Building a convolutional network to classify MNIST digits¶

In [1]:
import numpy as np
import torch.nn as nn
import torch
import torch.optim as optim
In [2]:
with open('mnist.npy','rb') as f:
    pics=np.load(f)
    labels=np.load(f)
print(f'Pics shape: {pics.shape}')
print(f'labels shape: {labels.shape}')
Pics shape: (60000, 28, 28)
labels shape: (60000,)

In past MNIST manipulations, we've turned each data point into a single row of pixel values, getting rid of the 28x28 picture. Here, we're keeping each data point as-is, so we can use our convolutions.

Our model¶

Here's a very simple convolutional network. Notice it's made up of two sequences of 2D Convolutions, followed by a ReLU, followed by a MaxPool.

-- Data extract --
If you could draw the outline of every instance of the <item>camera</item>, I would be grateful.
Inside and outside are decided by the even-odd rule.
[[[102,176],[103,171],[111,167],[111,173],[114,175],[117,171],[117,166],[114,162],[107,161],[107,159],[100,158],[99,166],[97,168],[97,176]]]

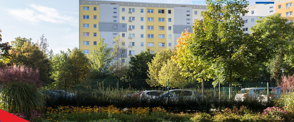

-- Your goal --
Extend the MNIST convolutional network notebook, picking up right after its final sentence.

-- The result --
In the first sequence, it take in one channel (because it's merely grayscale - were it a color picture, this would be 3), and produces 16 different convolutional filters, each of which is 5x5. They each "stride" along at every pixel (so the stride is 1), and have a padding of 2. This gives us 16 filters, each of which is outputting a 28x28 grid of values. The maxpool outputs the maximum value for each channel for every 2x2 block, which gives us a 16x14x14 block (14 being half of 28, resulting from the 2x2 max pool).

In the second, it takes in 16 channels (ie, the same number that the previous one outputs), creates 32 channels, is 5x5, with a stride of 1, and a padding of 2. This gives us an output from the Conv2d (and ReLU) of 32x14x14. MaxPool downsamples this to a 32x7x7.

These 32x7x7 values are then flattened into a single vector of length 1568 (32*7*7), and linearly combined into 10 output logits.

In [3]:
class CNN(nn.Module):
    def __init__(self):
        super(CNN, self).__init__()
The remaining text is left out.